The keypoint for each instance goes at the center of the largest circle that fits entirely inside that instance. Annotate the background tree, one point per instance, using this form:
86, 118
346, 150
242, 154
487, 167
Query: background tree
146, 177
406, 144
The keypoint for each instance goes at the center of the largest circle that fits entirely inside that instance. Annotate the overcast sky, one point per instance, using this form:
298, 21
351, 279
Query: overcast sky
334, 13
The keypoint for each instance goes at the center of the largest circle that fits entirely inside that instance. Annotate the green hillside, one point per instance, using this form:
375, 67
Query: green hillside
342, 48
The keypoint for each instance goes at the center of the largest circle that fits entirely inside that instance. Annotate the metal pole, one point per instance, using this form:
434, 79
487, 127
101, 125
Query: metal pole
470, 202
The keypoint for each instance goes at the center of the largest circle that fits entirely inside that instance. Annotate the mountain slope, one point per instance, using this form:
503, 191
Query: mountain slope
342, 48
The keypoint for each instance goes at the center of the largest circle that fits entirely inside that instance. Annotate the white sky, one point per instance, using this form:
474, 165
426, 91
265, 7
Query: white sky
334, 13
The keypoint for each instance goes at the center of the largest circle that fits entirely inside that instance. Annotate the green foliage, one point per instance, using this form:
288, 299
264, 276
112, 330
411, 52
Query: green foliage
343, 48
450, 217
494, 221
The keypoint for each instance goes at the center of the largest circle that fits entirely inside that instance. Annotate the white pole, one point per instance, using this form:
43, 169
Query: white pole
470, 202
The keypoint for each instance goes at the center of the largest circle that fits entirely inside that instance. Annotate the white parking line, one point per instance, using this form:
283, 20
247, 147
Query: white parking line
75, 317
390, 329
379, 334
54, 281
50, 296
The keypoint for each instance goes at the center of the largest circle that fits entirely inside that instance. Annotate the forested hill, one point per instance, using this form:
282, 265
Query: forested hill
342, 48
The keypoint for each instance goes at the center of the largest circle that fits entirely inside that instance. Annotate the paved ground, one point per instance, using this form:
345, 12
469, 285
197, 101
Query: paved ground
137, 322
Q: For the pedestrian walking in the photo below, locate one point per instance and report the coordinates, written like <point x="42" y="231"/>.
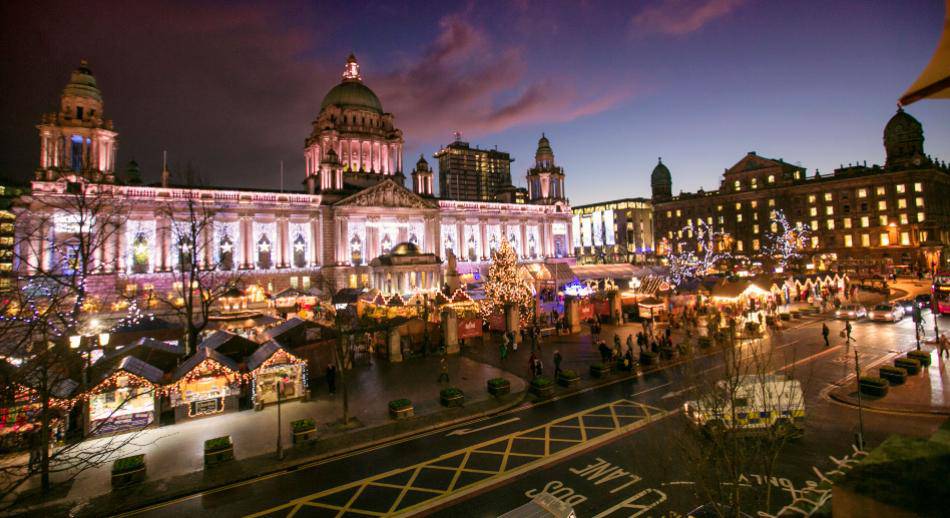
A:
<point x="443" y="370"/>
<point x="331" y="378"/>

▶ **Task**:
Give every entry above again, exactly, and keep all pictures out of it.

▶ **Written solution**:
The keypoint for each instance goes at the center of the largest circle that fits entirely inside that instance. Annotate the background tree, one point per instance, using this form:
86, 118
346, 150
242, 154
487, 167
Query: background tree
146, 177
406, 144
The keypoint for each instance goes at the center of the largest circle that fits entirely inside that instance. Annotate the overcast sky, one point per instance, using this form:
298, 21
351, 279
Query: overcast sky
334, 13
The keypoint for each instance goes at the center of the largest circle that fits entirely inside that instance. Annotate the green hillside, one point per instance, using this form:
375, 67
Query: green hillside
342, 48
The keypoint for each instance goes at the center of the largest circle that fits entirely inside that instance. Annotate the metal pole, one point per instance, using this form:
434, 79
487, 127
101, 125
Query: metal pole
470, 202
The keypoint for each instance goes at the center of the largest circle that fits entirely inside that instance. Annotate the mountain slope, one point per instance, using this form:
503, 191
Query: mountain slope
342, 48
The keypoint for each instance goes at the center of the largest circle that fits entirely inside that instance. Annotate the white sky, one point per instance, using this form:
474, 165
426, 91
265, 7
Query: white sky
334, 13
The keypoint for each instance goes at the center of the largest circle that fits entirely inside that instance. Annotate the green foliage, one point per instance, using this form:
288, 299
264, 276
112, 330
411, 52
Query: green foliage
343, 48
450, 217
494, 221
The keypoint for each instance goes at the center of the largest circle that fits entirely inside that instance. Annotate the white pole, one point per instance, using this form:
43, 169
Query: white pole
470, 202
The keypoint for each instance goes at the center of the largest circle that fits entirely inside that instance. Annotate the white parking line, one point per instance, using this form:
283, 20
247, 147
Query: white parking line
75, 317
390, 329
379, 334
54, 281
50, 296
The keypoint for each instance goes at the center of the largest circle that fits entirely inside that instance. Annotate the forested hill, one point per instance, using this form:
282, 265
Query: forested hill
342, 48
The keypoint for each instance goes at the center of the largest circle that fits entirely inside that instance. Annotate the paved ground, one point per instance, using this form:
345, 12
469, 285
197, 101
Query: paved ground
137, 322
Q: For the pedestrian walking in the photo below, locate one point per instance and report the coordinates, written like <point x="42" y="231"/>.
A:
<point x="443" y="370"/>
<point x="331" y="378"/>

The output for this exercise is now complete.